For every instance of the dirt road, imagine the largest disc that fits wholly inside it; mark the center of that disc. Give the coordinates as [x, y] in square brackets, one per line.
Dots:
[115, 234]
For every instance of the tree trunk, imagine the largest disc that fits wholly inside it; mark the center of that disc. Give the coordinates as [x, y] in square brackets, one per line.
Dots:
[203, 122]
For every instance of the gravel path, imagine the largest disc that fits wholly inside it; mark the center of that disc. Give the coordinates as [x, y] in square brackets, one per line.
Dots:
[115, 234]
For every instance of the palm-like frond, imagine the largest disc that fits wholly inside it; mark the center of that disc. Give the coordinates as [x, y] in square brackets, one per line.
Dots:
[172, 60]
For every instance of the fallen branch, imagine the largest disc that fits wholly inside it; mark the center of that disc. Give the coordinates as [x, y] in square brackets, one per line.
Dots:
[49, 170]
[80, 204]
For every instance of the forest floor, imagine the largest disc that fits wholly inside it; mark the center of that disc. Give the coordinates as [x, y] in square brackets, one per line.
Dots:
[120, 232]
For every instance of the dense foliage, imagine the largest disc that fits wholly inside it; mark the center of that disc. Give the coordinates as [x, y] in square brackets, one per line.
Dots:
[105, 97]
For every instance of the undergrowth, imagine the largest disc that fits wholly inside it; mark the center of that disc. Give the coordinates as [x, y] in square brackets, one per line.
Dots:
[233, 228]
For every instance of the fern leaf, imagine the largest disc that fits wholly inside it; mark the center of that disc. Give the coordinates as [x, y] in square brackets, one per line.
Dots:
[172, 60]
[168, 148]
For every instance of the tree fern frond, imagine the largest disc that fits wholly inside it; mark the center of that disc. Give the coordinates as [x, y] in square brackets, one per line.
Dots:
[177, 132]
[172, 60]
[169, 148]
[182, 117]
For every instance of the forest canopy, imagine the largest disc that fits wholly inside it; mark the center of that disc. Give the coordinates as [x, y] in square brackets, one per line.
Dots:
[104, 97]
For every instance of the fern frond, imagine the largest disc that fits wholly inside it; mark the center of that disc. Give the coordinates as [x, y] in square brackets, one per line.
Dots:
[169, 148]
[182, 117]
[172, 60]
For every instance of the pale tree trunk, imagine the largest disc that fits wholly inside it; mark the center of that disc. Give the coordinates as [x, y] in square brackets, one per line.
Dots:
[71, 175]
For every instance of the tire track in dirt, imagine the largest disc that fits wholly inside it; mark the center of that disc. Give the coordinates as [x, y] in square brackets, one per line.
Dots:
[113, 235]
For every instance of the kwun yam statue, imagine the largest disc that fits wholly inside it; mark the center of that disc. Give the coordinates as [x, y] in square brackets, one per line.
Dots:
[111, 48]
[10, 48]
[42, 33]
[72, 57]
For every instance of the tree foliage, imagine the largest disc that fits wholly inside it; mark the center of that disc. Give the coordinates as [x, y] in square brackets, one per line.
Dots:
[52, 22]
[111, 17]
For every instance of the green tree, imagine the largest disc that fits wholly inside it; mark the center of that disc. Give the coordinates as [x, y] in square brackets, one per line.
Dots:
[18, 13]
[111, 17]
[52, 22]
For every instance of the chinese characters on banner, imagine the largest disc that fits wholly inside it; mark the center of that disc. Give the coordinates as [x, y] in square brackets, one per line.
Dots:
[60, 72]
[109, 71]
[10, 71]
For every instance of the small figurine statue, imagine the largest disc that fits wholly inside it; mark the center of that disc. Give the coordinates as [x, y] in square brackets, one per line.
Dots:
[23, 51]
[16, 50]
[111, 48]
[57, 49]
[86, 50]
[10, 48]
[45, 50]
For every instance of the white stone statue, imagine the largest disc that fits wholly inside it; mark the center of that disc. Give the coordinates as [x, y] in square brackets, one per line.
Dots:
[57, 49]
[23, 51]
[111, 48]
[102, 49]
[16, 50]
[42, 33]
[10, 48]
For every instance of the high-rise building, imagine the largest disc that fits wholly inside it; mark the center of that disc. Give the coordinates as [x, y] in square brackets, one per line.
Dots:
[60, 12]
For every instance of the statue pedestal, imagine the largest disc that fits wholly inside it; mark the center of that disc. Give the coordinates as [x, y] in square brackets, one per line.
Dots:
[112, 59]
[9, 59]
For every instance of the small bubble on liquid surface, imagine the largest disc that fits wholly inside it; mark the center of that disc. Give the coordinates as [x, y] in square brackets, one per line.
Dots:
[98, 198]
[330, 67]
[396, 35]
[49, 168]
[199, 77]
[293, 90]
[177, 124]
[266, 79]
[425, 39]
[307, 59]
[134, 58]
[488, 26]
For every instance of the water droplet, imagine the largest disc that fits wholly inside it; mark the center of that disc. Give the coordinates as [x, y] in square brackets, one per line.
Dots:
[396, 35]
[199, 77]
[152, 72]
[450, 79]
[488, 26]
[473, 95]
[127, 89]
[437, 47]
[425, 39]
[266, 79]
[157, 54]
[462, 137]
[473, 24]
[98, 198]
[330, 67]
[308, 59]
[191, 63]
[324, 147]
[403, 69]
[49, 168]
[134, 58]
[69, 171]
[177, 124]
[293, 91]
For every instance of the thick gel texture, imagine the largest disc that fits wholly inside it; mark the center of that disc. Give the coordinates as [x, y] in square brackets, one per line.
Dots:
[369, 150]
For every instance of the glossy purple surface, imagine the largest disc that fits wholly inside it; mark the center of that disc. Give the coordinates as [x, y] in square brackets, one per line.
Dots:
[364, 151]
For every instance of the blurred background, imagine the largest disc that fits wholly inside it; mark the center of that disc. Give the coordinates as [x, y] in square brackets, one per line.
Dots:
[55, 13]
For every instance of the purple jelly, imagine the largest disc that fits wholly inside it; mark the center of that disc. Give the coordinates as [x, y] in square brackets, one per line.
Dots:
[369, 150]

▶ Task brief
Please output the complete data exactly.

▶ Result below
For every instance of the dirt road, imagine the largest disc that fits wholly inside it; mark the center of that disc. Give the coordinates as [x, y] in square brackets, one per line.
Dots:
[115, 234]
For every instance of the tree trunk, imagine the largest disc that fits wholly inside it; mark the center of that disc. Give the coordinates as [x, y] in square brackets, one per line.
Dots:
[203, 122]
For every instance of the gravel path, imagine the largest disc that fits wholly inside it; mark the center of that disc. Give the coordinates as [x, y] in square brackets, one per line.
Dots:
[115, 234]
For every instance of the palm-like frond, imagine the largest disc that fits wholly inside it; mark the center of that disc. Give the coordinates as [x, y] in square brackets, one per line.
Dots:
[172, 60]
For every instance of the fallen branch, imagine the largest disc that fits wholly inside it; mark the center of that disc. Give the coordinates as [x, y] in square brackets, one per line.
Dots:
[49, 170]
[80, 204]
For every instance of the forest floor, imagine the largest disc that fits wholly inside it; mark the center of that disc. Give the coordinates as [x, y] in square brackets, one per line.
Dots:
[120, 232]
For every instance of the dense foliage, imagine the largest disc that fits wholly inside it; mark the center of that disc. Give the coordinates as [x, y] in square brackets, one per line.
Dots:
[105, 97]
For every instance of the undergrowth, imagine the largest disc that fits wholly inside it; mark the center of that disc. Give the coordinates as [x, y] in square brackets, one per line.
Dots:
[233, 228]
For every instance of the fern leaf, imagine the largest disc that fits wholly inside it; mark the center of that disc. Give the coordinates as [x, y] in square brackets, one per line.
Dots:
[172, 60]
[168, 148]
For every instance of the tree fern frond, imagine the largest disc that fits wholly inside it; mark the center of that disc. Give the coordinates as [x, y] in square brackets, one per line.
Dots:
[177, 132]
[172, 60]
[169, 148]
[182, 117]
For every instance of the forest canopy, imagine the largest disc that fits wholly inside it; mark the center of that disc. Give the coordinates as [x, y] in square brackets, one per line.
Dots:
[104, 97]
For every instance of the fern frond, imagine the largest disc that fits wholly inside it; mark the center of that disc. Give the coordinates as [x, y] in square brackets, one per line.
Dots:
[169, 148]
[182, 117]
[172, 60]
For every instance of the pale tree trunk, imagine the largest disc that fits wholly inside it; mark the center of that disc. Give the coordinates as [x, y] in square brackets, one per line.
Dots:
[71, 175]
For every instance of the tire track in dirt, imagine the largest disc that fits wholly inside it; mark the center of that disc. Give the coordinates as [x, y] in square brackets, one per line.
Dots:
[113, 235]
For every instance of the kwun yam statue, imagine the largest disc that fits wholly inside it; mark the center of that disc. Give the coordinates as [x, y] in square brackets, one per line.
Dots:
[111, 48]
[10, 48]
[42, 33]
[72, 57]
For every instance of the tree foliage, imagine the largest disc that fits wholly inside it; mark the center of that disc. Give the coordinates as [x, y] in square brackets, one per line.
Dots:
[52, 22]
[111, 17]
For every instance of the green tree, imagine the largest disc that fits wholly inside it; mark the center of that disc. Give the coordinates as [x, y] in square brackets, one per line.
Dots:
[18, 13]
[111, 17]
[52, 22]
For every instance of the chinese characters on banner, imagine the largest disc that fits wholly inside it; mark the center of that disc. Give the coordinates as [x, y] in square brackets, one per line.
Dots:
[60, 72]
[109, 71]
[10, 71]
For every instance of the small figurine statue, imagine the largest disc that fits wholly inside it; mark the center of that disc. Give the coordinates as [x, y] in square brackets, one per line.
Dots:
[23, 51]
[16, 50]
[111, 48]
[57, 49]
[86, 50]
[10, 48]
[45, 50]
For every instance of the white stone statue, imagine the largest disc that fits wholly inside it; mark the center of that disc. Give the coordinates as [x, y] in square brackets, one per line.
Dots:
[57, 49]
[23, 51]
[111, 48]
[102, 49]
[16, 50]
[42, 33]
[10, 48]
For every instance of the high-rise building, imagine the largest disc that fits wholly inside it; mark the center of that disc. Give the coordinates as [x, y] in square brackets, one per line.
Dots:
[60, 12]
For every instance of the statue pedestal, imagine the largest disc that fits wholly inside it; mark the center of that disc. Give the coordinates as [x, y] in square brackets, one per line.
Dots:
[112, 59]
[9, 59]
For every instance of the small bubble on liquid surface, imagine the largest disc that fits wholly inside it; mark the center of that disc. Give the coordinates as [x, y] in square brackets, one per line.
Dots:
[98, 198]
[330, 67]
[396, 35]
[49, 168]
[199, 77]
[293, 90]
[177, 124]
[266, 79]
[425, 39]
[307, 59]
[134, 58]
[488, 26]
For every instance of the water droplet, imagine the largest disc that fits wholly inside it; mark the center of that disc. Give the coordinates as [x, y] in square brackets, one per line.
Dots:
[396, 35]
[199, 77]
[152, 72]
[450, 79]
[488, 26]
[473, 95]
[127, 89]
[437, 47]
[425, 39]
[266, 79]
[157, 54]
[462, 137]
[473, 24]
[98, 198]
[330, 67]
[308, 59]
[191, 63]
[324, 147]
[403, 69]
[49, 168]
[134, 58]
[69, 171]
[177, 124]
[293, 91]
For every instance of the thick gel texture, imagine the largest disc that fits wholly inside it; mark the center of that disc. Give the coordinates as [x, y] in square brackets, one per line.
Dots:
[369, 150]
For every instance of the glossy purple surface, imagine the largest disc that fits wholly inside it; mark the center of that disc. Give the coordinates as [x, y] in square brackets, one per line.
Dots:
[364, 151]
For every instance of the blurred background, imagine the largest disc that fits wholly inside it; mark the center of that disc. Give the coordinates as [x, y] in square brackets, one per line.
Dots:
[55, 13]
For every instance of the purple jelly, imagine the largest disc that fits wholly inside it; mark the center of that disc. Give the coordinates as [x, y] in square brackets, one per line.
Dots:
[369, 150]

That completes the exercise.